**Your objective:** Below are records; work out how many of their lines hold the string "exactly" and give that number alone.

**Records to use:**
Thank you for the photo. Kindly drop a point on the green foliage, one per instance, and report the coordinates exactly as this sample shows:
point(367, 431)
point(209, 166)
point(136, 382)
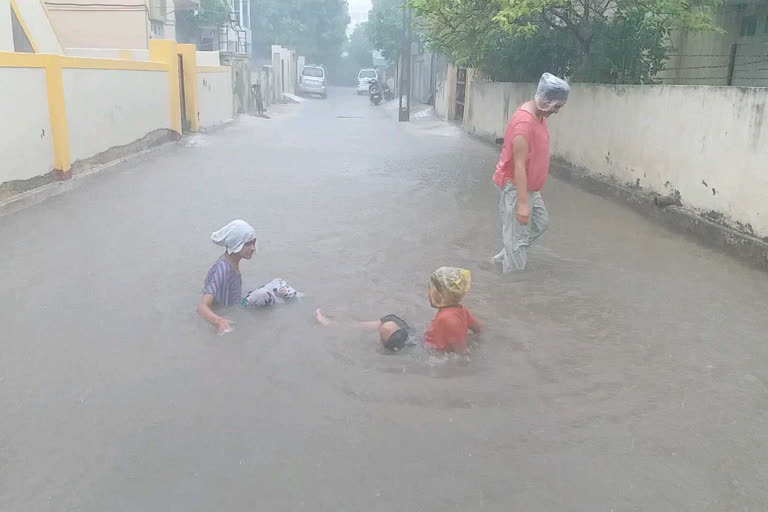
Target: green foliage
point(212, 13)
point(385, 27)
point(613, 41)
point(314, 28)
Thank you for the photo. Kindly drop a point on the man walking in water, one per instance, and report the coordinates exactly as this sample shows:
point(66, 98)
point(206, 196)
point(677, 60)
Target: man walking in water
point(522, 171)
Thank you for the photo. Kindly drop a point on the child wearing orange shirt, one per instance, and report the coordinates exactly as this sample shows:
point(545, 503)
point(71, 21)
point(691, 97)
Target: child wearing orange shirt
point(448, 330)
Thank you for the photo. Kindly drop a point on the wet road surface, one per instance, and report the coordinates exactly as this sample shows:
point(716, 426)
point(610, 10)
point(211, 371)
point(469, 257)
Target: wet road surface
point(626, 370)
...
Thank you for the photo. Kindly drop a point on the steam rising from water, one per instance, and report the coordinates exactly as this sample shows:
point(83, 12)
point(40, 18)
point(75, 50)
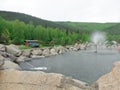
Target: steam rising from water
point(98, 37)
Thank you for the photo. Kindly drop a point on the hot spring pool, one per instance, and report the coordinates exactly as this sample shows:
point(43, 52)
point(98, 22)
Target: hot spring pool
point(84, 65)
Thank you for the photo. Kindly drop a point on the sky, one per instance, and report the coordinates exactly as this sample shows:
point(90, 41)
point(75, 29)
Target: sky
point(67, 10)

**Solution to this task:** 7